┌────────

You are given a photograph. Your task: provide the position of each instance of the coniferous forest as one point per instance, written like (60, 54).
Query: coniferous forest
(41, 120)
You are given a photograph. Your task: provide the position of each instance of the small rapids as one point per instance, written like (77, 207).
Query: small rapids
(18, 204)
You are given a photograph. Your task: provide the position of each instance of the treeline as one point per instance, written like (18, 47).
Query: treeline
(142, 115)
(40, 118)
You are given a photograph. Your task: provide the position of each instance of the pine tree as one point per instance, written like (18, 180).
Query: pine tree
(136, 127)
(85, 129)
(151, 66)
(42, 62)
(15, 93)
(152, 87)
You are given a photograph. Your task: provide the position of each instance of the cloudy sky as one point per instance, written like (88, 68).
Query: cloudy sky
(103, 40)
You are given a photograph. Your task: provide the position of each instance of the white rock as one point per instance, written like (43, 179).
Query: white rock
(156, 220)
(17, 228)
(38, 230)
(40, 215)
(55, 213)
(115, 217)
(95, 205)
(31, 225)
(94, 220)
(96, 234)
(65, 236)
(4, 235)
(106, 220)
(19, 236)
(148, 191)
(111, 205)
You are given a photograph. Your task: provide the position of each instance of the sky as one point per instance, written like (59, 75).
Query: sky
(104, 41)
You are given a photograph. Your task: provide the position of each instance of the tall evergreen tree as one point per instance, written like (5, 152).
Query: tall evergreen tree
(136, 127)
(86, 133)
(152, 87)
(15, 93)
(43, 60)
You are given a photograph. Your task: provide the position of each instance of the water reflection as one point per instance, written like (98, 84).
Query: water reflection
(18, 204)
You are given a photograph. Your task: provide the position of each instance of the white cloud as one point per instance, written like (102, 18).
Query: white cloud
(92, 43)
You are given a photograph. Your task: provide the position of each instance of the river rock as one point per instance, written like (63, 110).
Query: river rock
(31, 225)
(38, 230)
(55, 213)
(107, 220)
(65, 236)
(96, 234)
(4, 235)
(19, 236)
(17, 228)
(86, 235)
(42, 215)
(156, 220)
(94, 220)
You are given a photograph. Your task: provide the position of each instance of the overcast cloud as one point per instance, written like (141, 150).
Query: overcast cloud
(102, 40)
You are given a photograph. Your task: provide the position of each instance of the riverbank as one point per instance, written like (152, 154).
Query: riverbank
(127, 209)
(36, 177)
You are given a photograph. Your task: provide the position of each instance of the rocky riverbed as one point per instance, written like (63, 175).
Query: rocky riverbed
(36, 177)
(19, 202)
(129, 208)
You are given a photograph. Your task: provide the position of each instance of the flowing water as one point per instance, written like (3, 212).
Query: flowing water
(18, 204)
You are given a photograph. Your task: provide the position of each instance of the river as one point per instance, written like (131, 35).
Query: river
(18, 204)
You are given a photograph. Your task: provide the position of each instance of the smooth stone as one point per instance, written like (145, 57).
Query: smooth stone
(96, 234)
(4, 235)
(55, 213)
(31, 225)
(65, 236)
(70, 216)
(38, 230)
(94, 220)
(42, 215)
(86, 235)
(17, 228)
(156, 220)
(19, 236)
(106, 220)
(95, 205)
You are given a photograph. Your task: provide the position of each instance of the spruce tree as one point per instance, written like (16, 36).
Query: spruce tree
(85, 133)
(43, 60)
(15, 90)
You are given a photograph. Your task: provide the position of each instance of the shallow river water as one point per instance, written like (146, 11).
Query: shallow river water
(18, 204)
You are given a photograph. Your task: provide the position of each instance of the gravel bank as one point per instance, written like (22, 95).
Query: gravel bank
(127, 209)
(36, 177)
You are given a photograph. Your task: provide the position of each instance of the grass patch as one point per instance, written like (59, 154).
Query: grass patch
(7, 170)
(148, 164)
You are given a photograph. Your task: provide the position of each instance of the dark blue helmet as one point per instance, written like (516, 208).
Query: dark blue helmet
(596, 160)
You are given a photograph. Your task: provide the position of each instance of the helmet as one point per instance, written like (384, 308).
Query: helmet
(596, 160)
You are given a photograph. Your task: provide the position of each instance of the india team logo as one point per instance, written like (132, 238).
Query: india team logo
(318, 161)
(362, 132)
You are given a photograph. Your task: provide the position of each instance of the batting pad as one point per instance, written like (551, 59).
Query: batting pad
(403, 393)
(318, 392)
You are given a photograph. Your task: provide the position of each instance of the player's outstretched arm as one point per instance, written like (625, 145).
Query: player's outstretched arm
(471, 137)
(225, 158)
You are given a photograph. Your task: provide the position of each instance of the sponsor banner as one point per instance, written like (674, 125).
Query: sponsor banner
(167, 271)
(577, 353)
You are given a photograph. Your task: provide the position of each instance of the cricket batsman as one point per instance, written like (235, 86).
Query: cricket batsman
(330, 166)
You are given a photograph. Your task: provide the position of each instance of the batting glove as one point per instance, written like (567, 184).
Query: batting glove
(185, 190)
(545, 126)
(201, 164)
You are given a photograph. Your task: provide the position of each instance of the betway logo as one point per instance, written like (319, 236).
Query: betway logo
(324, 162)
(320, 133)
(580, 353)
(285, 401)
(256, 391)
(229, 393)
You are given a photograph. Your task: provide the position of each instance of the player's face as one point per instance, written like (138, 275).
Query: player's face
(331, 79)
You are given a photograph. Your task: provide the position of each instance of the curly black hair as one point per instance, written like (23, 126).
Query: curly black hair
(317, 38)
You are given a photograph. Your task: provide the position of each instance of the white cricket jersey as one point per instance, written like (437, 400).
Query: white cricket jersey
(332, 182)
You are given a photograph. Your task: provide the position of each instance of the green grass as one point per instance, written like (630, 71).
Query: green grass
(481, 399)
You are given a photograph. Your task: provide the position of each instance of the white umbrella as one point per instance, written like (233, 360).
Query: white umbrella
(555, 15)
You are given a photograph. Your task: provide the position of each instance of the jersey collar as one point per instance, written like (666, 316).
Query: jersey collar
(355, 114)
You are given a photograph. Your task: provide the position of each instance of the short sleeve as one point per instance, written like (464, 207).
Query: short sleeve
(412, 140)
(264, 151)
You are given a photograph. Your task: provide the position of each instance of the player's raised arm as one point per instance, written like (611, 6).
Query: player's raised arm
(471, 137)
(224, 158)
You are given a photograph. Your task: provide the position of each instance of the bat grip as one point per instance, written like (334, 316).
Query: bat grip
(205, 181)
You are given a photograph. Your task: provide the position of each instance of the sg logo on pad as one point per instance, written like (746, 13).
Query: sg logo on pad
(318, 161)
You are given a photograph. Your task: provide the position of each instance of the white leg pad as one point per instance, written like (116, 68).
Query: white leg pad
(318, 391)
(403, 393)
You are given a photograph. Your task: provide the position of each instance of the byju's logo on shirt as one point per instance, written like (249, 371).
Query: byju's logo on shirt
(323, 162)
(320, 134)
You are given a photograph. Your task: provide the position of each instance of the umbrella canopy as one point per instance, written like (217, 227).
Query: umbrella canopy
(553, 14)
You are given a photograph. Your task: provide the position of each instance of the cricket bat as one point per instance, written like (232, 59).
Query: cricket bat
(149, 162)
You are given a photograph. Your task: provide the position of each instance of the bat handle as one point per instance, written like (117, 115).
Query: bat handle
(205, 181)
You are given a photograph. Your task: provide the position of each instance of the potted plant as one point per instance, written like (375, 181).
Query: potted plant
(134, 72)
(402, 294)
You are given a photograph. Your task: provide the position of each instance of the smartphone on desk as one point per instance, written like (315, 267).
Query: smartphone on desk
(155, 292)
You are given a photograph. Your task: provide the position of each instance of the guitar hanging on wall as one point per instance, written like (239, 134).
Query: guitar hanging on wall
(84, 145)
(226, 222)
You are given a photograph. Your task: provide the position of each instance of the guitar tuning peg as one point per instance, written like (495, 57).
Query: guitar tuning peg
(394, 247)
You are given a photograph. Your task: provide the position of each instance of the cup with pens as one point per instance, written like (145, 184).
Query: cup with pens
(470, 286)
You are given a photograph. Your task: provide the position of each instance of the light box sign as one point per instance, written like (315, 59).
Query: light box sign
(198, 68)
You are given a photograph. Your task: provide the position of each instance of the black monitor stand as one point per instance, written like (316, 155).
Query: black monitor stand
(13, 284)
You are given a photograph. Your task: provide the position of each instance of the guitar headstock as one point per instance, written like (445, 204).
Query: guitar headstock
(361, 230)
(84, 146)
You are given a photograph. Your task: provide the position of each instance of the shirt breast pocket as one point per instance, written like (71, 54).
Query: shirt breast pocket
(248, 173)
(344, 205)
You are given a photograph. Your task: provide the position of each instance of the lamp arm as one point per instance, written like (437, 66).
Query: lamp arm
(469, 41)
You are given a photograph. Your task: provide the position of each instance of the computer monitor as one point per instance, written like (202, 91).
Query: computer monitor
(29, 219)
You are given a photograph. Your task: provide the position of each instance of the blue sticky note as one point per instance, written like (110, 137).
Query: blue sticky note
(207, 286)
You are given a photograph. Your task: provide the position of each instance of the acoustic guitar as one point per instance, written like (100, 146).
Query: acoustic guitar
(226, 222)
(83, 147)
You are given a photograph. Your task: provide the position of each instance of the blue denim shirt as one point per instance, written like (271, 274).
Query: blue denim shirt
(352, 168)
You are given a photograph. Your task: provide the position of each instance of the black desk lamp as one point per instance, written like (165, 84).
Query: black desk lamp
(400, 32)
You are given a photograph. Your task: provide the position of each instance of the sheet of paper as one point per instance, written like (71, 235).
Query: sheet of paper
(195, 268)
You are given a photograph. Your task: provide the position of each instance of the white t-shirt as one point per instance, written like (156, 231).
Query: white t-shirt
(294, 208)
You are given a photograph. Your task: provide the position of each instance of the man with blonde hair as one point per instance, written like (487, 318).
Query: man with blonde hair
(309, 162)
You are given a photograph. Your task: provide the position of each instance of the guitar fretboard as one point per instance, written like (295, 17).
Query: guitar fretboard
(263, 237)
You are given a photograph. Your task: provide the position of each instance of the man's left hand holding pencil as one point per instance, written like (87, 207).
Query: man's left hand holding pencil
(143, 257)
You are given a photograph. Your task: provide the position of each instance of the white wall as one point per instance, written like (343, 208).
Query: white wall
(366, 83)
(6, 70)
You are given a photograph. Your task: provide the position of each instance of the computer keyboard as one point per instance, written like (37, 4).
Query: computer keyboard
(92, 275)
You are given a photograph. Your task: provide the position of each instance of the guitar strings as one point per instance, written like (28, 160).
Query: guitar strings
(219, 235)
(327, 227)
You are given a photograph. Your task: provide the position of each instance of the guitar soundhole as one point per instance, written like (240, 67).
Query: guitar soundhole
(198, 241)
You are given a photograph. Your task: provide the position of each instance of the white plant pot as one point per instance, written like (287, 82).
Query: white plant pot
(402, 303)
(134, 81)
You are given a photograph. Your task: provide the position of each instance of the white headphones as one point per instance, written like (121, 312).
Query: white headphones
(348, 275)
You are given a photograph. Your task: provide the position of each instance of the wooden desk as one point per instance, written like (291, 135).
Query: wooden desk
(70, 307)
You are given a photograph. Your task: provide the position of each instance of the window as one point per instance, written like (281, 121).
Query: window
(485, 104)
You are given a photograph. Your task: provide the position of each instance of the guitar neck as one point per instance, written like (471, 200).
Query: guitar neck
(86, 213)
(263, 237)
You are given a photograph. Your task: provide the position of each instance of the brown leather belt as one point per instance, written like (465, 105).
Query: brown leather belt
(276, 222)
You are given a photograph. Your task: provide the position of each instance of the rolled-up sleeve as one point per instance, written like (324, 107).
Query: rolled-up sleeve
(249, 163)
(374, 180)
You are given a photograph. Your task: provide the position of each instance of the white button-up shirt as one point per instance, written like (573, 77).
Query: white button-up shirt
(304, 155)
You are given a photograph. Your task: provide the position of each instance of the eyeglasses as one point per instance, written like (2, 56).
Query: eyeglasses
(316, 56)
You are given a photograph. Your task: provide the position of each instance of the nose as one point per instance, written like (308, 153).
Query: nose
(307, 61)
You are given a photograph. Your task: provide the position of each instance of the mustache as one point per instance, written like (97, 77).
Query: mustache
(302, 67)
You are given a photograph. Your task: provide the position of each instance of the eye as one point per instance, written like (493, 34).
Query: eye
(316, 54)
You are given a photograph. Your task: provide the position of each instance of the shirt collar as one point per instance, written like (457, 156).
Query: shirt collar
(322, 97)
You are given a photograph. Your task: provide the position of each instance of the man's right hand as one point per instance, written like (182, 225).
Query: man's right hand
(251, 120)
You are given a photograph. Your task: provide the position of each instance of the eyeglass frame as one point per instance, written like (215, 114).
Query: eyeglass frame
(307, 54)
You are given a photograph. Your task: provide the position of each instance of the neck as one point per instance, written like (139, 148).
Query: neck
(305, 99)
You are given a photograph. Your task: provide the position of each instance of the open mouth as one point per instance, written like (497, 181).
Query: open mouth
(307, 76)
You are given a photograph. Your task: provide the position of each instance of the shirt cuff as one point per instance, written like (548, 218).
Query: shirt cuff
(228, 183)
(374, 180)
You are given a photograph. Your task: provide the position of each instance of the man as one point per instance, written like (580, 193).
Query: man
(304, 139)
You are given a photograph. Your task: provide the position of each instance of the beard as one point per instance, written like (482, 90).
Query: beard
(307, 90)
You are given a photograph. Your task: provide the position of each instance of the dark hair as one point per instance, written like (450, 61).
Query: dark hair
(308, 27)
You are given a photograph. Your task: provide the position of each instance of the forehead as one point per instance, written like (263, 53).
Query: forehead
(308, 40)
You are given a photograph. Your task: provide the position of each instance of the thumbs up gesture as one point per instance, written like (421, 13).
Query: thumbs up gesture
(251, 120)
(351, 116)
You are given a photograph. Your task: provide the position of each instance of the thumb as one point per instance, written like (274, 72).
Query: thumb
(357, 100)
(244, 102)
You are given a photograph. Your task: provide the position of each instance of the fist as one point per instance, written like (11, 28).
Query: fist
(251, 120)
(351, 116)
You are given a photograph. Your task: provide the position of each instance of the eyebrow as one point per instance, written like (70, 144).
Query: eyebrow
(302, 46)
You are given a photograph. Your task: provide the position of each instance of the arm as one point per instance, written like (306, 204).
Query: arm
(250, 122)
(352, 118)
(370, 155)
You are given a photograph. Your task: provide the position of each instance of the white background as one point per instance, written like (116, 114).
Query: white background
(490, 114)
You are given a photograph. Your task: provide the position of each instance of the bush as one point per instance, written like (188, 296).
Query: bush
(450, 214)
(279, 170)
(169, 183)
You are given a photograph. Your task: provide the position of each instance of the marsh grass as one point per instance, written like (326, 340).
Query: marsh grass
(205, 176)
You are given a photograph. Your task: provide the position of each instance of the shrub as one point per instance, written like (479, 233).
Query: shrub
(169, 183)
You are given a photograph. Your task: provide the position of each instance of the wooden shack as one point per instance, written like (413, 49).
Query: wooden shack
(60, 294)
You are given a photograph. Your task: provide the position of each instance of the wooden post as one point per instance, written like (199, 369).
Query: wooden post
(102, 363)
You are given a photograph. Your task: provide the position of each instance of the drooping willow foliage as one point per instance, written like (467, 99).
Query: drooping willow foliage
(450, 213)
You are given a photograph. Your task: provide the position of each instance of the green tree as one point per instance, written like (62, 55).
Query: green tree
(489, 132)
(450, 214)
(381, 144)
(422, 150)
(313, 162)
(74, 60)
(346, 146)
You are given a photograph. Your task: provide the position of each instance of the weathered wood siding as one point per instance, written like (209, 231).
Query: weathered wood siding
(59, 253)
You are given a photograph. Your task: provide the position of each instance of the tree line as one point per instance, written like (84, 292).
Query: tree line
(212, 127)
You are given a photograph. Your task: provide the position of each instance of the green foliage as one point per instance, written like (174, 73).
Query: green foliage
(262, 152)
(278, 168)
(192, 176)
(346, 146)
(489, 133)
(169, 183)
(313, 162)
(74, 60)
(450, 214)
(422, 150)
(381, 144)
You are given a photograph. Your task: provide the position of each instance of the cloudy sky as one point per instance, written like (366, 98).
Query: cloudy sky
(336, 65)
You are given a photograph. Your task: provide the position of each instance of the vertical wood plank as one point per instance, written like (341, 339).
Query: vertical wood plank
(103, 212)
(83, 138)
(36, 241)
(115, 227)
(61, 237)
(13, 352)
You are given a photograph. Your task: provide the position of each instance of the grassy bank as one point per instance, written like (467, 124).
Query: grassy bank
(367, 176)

└────────

Problem description:
Your task is to repeat the records exactly. Begin at their first line and stop after the line containing "like (77, 207).".

Answer section:
You are given a photograph. Your task: provide the position of each instance of the coniferous forest as one point per instance, written like (60, 54).
Query: coniferous forest
(41, 120)
You are given a photograph. Your task: provide the position of each instance of the small rapids as one point per instance, written like (77, 207).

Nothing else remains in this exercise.